### Provided information ###

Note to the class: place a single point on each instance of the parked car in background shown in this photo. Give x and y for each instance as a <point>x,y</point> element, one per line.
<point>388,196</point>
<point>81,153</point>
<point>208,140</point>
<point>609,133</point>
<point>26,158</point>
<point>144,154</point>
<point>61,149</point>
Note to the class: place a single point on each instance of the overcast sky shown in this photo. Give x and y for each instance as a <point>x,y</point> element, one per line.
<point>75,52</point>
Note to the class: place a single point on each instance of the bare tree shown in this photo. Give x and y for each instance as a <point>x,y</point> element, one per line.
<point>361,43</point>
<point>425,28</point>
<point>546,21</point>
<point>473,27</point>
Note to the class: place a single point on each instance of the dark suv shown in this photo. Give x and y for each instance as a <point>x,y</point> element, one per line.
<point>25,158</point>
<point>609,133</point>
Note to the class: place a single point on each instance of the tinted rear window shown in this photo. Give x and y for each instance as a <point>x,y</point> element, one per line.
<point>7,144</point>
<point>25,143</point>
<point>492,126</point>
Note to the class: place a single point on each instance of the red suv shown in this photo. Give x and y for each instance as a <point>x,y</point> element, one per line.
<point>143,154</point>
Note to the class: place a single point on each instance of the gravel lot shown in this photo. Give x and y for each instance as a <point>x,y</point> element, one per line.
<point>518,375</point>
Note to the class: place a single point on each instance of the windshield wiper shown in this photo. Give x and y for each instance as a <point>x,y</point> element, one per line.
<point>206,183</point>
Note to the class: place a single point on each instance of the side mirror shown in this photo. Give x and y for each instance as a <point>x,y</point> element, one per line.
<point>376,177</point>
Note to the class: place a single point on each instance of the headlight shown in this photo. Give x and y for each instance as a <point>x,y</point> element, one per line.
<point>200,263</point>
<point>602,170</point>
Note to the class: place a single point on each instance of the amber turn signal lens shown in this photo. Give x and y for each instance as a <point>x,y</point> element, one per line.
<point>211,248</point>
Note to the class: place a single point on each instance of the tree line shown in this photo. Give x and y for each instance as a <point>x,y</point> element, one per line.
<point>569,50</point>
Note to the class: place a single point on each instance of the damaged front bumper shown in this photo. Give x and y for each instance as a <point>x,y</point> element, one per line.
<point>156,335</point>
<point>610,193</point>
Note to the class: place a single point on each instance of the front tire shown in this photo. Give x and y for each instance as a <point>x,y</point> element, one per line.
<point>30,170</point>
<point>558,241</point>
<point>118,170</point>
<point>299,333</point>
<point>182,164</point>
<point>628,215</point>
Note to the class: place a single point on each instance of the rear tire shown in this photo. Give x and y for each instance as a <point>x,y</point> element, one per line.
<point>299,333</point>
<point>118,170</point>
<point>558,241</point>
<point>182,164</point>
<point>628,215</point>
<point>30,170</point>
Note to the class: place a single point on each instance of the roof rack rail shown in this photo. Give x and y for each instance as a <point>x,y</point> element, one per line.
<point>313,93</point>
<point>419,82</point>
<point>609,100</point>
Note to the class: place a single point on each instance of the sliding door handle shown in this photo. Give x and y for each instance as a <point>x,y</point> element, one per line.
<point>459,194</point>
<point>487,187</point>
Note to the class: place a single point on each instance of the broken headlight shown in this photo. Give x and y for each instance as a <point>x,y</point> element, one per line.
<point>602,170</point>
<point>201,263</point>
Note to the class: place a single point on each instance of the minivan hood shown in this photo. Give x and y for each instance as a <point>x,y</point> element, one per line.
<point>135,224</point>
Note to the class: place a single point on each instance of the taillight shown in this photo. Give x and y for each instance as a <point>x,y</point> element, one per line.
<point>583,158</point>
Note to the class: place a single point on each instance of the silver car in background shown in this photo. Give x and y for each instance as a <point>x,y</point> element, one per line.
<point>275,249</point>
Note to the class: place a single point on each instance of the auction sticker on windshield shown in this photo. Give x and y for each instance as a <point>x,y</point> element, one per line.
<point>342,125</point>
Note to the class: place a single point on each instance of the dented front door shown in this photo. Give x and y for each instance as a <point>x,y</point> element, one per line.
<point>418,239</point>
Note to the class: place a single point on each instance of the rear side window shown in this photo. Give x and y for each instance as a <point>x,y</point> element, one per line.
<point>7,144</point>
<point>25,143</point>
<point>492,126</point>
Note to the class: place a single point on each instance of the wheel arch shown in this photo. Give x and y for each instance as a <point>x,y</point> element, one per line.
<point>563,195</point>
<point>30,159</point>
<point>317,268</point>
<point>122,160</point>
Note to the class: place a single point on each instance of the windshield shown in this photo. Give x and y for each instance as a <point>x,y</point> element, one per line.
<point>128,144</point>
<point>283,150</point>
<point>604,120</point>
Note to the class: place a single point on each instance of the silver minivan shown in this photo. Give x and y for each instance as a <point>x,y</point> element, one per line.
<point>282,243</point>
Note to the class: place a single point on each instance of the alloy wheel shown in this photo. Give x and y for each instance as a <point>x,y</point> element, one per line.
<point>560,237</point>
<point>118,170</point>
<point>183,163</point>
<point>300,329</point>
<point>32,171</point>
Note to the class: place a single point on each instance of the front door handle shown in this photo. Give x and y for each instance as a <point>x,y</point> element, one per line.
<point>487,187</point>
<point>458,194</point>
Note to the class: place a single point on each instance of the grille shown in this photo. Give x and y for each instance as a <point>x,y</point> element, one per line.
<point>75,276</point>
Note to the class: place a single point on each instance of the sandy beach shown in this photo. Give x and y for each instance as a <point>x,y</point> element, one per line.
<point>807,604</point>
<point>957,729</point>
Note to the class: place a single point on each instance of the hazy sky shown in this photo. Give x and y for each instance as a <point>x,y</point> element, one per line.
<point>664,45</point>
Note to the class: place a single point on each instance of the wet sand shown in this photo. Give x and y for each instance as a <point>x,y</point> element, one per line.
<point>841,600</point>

###
### Provided information ###

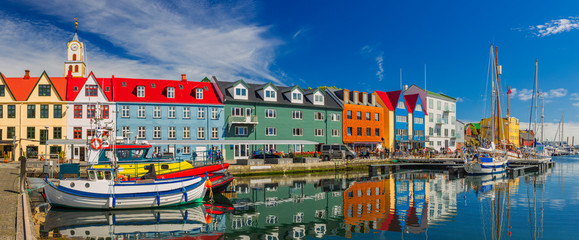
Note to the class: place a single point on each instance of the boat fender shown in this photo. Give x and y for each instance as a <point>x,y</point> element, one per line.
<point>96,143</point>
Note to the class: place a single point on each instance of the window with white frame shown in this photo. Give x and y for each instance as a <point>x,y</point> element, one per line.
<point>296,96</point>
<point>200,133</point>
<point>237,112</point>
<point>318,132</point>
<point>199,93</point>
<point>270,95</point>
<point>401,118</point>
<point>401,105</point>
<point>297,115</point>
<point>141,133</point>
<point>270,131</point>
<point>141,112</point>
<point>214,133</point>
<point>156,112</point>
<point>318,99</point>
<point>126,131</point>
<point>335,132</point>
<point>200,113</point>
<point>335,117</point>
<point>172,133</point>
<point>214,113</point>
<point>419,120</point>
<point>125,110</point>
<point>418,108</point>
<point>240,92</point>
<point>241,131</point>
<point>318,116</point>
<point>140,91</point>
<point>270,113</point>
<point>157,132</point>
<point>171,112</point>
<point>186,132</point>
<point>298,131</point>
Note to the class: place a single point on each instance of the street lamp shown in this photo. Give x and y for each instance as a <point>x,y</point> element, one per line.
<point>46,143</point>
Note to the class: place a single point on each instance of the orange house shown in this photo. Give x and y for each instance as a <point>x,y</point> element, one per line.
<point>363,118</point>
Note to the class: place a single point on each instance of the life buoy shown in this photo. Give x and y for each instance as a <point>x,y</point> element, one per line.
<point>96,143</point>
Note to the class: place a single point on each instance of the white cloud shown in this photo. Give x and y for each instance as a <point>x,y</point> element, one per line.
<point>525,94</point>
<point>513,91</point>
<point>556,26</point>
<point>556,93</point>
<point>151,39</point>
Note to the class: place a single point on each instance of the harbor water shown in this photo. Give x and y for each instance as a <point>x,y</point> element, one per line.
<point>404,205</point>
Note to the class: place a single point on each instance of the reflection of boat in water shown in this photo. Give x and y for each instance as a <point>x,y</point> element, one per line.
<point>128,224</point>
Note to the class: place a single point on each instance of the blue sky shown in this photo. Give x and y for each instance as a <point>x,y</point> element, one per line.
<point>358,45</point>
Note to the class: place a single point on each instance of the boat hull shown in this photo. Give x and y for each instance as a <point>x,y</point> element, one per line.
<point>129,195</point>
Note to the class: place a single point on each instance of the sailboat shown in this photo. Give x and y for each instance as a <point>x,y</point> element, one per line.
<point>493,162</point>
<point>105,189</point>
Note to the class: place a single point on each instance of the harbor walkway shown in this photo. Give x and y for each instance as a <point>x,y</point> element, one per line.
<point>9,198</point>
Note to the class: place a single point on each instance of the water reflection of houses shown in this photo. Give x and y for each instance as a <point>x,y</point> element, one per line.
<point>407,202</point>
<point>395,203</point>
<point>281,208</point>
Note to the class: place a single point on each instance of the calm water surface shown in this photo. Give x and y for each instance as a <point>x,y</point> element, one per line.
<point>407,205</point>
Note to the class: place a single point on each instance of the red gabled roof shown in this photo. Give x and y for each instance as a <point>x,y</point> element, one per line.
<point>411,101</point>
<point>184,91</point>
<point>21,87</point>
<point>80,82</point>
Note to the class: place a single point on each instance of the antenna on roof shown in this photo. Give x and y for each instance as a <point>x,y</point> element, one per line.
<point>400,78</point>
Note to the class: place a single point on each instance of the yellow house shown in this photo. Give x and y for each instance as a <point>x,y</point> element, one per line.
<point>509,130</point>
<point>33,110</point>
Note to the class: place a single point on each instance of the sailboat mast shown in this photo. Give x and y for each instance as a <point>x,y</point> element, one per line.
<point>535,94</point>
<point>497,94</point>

###

Copy out the stretch from the line containing "the front door" through the line containing "<point>75,276</point>", both lines included, reproducing every line verbatim.

_Task solution_:
Note to the class: place a single point on each instance of the front door handle shown in this photo. Give x and y for each instance as a <point>x,y</point> element, one per line.
<point>487,187</point>
<point>458,194</point>
Note to the class: place a single point on each instance of the grille shown in this photo. Give x and y for each instance as a <point>x,y</point> element, one per line.
<point>75,276</point>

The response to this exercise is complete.